* **Task instructions**: Turn the part of the listing below that starts with the line containing "illuminated skyscraper in the picture above?" and runs through the line containing "column 90, row 43" into a numbered list, skipping blank lines. Leave the pictures out.

-------- Exercise input

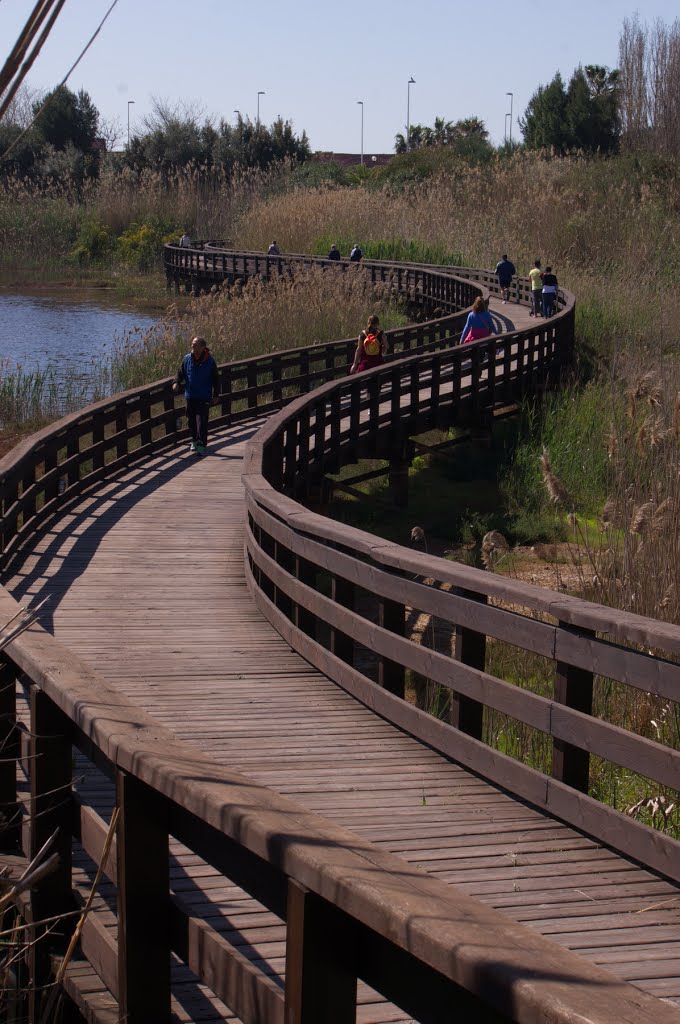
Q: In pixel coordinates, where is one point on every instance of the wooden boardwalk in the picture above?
(146, 584)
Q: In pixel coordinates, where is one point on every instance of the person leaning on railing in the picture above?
(371, 347)
(549, 292)
(479, 323)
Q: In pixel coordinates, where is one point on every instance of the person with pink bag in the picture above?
(479, 323)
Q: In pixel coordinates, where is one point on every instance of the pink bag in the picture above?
(475, 333)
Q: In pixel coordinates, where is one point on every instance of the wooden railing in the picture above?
(350, 910)
(54, 465)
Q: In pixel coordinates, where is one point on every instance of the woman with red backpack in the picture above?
(371, 347)
(479, 323)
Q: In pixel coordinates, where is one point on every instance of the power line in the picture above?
(64, 80)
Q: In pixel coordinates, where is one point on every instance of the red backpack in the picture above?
(372, 344)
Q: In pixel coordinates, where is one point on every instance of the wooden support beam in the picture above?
(143, 904)
(50, 769)
(320, 983)
(9, 752)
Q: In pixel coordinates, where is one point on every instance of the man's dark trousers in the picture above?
(197, 413)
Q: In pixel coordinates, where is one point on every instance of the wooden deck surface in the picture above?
(146, 583)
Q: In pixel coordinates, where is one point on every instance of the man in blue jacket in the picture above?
(198, 372)
(505, 270)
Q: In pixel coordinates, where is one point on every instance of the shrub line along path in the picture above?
(146, 583)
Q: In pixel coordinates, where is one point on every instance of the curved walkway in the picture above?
(147, 585)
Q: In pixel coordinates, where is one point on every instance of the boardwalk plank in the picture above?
(180, 636)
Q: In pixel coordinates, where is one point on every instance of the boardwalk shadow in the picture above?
(71, 538)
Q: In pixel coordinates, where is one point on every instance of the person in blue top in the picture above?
(479, 323)
(198, 373)
(505, 271)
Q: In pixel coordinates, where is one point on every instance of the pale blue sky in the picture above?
(314, 58)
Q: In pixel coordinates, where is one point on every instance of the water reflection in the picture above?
(57, 333)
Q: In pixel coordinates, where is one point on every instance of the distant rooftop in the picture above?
(351, 159)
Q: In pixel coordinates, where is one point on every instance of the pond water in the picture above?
(62, 333)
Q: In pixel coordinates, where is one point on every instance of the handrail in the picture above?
(350, 909)
(54, 465)
(322, 879)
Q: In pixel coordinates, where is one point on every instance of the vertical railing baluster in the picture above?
(391, 676)
(574, 688)
(470, 648)
(342, 645)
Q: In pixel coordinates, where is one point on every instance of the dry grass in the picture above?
(306, 307)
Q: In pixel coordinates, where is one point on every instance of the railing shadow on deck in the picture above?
(350, 909)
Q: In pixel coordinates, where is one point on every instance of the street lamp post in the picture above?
(412, 81)
(130, 102)
(360, 103)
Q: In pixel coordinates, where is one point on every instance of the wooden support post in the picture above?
(51, 811)
(9, 752)
(143, 904)
(398, 480)
(342, 591)
(574, 688)
(391, 616)
(320, 983)
(466, 714)
(287, 561)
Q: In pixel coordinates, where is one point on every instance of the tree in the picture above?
(445, 133)
(68, 119)
(649, 86)
(176, 136)
(543, 125)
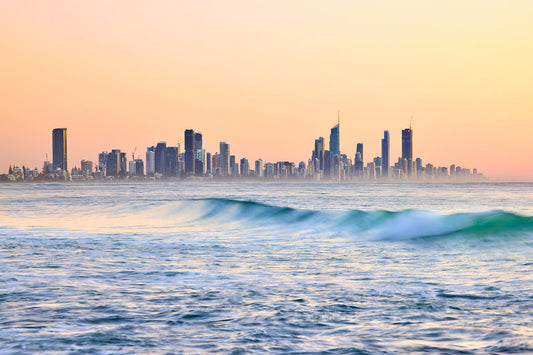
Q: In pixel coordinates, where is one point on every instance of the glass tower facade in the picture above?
(59, 148)
(385, 154)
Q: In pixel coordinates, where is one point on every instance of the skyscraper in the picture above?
(318, 153)
(199, 155)
(197, 141)
(224, 158)
(334, 146)
(59, 148)
(189, 151)
(359, 150)
(407, 149)
(171, 161)
(150, 160)
(385, 154)
(160, 152)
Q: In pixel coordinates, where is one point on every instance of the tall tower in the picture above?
(334, 139)
(59, 148)
(359, 150)
(189, 151)
(407, 149)
(224, 158)
(385, 154)
(318, 153)
(160, 152)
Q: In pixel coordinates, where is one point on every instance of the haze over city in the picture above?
(269, 78)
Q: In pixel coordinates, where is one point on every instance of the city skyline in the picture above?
(164, 161)
(130, 75)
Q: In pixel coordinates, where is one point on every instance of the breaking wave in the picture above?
(385, 225)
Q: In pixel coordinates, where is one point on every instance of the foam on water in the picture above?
(169, 268)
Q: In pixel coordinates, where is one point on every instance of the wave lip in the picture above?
(379, 224)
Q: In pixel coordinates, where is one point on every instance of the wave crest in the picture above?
(385, 225)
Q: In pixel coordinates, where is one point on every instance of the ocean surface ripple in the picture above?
(280, 268)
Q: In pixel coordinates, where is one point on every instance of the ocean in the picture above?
(207, 267)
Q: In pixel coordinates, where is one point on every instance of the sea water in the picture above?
(266, 267)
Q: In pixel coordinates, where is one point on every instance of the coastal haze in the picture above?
(269, 78)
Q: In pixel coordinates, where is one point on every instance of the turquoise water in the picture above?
(281, 268)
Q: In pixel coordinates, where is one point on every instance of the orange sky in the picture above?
(269, 76)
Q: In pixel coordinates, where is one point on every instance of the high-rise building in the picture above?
(59, 148)
(102, 162)
(190, 140)
(407, 149)
(334, 141)
(160, 152)
(259, 168)
(245, 167)
(318, 153)
(385, 154)
(197, 141)
(150, 160)
(113, 163)
(359, 150)
(171, 161)
(208, 163)
(123, 168)
(224, 158)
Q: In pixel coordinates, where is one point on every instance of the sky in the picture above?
(269, 77)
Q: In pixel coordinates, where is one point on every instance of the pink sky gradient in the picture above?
(269, 76)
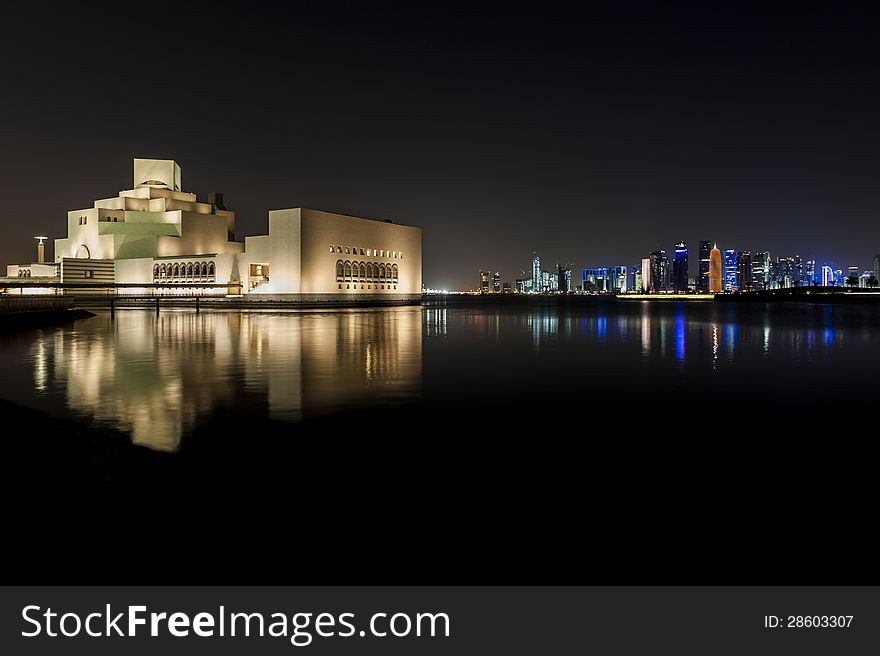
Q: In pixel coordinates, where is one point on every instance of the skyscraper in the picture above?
(703, 277)
(659, 272)
(537, 278)
(563, 278)
(744, 271)
(484, 282)
(716, 271)
(731, 263)
(680, 268)
(760, 270)
(635, 278)
(603, 280)
(588, 280)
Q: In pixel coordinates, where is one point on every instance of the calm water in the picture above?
(157, 377)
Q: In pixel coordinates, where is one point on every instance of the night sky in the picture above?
(590, 135)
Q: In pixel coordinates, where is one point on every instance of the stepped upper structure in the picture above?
(156, 233)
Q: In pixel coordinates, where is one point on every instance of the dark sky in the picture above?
(591, 134)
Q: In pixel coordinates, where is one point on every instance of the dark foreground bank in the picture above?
(413, 493)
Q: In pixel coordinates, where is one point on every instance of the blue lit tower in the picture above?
(537, 278)
(703, 278)
(659, 272)
(680, 269)
(731, 264)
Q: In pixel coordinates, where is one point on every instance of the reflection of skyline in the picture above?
(157, 376)
(681, 335)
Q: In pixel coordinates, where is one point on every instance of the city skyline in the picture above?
(746, 264)
(587, 134)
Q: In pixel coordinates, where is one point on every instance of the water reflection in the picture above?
(156, 376)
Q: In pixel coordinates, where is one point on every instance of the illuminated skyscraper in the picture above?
(716, 271)
(810, 275)
(731, 263)
(744, 271)
(537, 279)
(659, 272)
(588, 280)
(703, 277)
(484, 282)
(603, 279)
(563, 278)
(680, 269)
(760, 270)
(635, 278)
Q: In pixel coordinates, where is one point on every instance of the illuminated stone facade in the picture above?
(156, 233)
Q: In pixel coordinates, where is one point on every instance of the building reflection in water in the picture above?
(157, 376)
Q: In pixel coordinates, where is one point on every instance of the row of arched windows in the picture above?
(369, 271)
(354, 250)
(177, 270)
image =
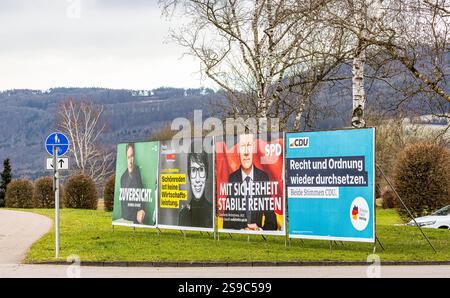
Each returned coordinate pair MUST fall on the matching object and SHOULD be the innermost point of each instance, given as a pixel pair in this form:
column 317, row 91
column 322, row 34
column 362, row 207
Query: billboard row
column 239, row 183
column 330, row 185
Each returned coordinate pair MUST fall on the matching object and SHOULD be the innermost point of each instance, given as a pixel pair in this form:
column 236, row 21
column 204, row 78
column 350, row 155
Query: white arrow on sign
column 63, row 163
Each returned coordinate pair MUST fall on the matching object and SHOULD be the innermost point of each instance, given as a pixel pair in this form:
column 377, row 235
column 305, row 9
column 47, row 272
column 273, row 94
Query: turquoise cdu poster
column 330, row 184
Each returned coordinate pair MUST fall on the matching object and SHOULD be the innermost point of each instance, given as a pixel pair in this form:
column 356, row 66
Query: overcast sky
column 90, row 43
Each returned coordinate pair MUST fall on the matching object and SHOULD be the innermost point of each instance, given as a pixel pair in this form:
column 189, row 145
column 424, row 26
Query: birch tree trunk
column 359, row 94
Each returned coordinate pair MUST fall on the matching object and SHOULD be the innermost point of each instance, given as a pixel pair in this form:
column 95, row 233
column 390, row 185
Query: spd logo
column 302, row 142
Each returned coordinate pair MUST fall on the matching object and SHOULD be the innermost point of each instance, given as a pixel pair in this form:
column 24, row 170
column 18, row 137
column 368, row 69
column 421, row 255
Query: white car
column 437, row 220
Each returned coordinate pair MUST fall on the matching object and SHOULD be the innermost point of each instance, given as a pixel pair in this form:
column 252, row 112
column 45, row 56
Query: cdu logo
column 299, row 142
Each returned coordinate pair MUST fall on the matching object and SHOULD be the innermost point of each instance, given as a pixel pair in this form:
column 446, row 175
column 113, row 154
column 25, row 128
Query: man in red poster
column 247, row 176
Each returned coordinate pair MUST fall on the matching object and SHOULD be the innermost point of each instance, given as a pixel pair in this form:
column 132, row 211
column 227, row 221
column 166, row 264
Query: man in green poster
column 132, row 210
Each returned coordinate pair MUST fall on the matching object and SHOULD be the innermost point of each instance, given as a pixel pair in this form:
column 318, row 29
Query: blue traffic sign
column 57, row 139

----------------

* **Output of the task**:
1. Q: In pixel coordinates, where is one point on every instance of the illuminated skyscraper in the picture above?
2. (716, 271)
3. (810, 275)
4. (731, 263)
5. (744, 271)
6. (537, 279)
7. (659, 272)
8. (588, 280)
9. (703, 277)
10. (484, 282)
11. (603, 279)
12. (563, 278)
13. (680, 269)
14. (760, 270)
15. (635, 278)
16. Q: In pixel coordinates, where is one point on every instance of the illuminated stone facade in the picture above?
17. (156, 233)
18. Q: In pixel coordinates, where is one point on every instance of the building reflection in water in the picture above?
19. (157, 376)
20. Q: In pixel coordinates, where is one point on every instance of the row of arched windows in the picture above?
21. (369, 271)
22. (354, 250)
23. (177, 270)
24. image =
25. Each returned coordinate pair MUST fall on the matching object and SHOULD be the innermost point of each instance, given as a pixel pair in this form:
26. column 317, row 91
27. column 322, row 34
28. column 362, row 207
29. Query: billboard row
30. column 239, row 183
31. column 330, row 185
32. Each returned coordinate pair MUST fall on the matching object and SHOULD be the innermost point of each instance, given as a pixel pair in this form:
33. column 236, row 21
34. column 204, row 78
35. column 350, row 155
36. Query: white arrow on sign
37. column 63, row 163
38. Each returned coordinate pair MUST fall on the matching object and SHOULD be the innermost point of each instance, given as a pixel pair in this form:
39. column 377, row 235
40. column 305, row 9
41. column 47, row 272
42. column 273, row 94
43. Query: turquoise cdu poster
44. column 330, row 184
45. Each returned coordinate pair MUST fall on the matching object and SHOULD be the innermost point of each instance, given as a pixel pair in this form:
46. column 356, row 66
47. Query: overcast sky
48. column 90, row 43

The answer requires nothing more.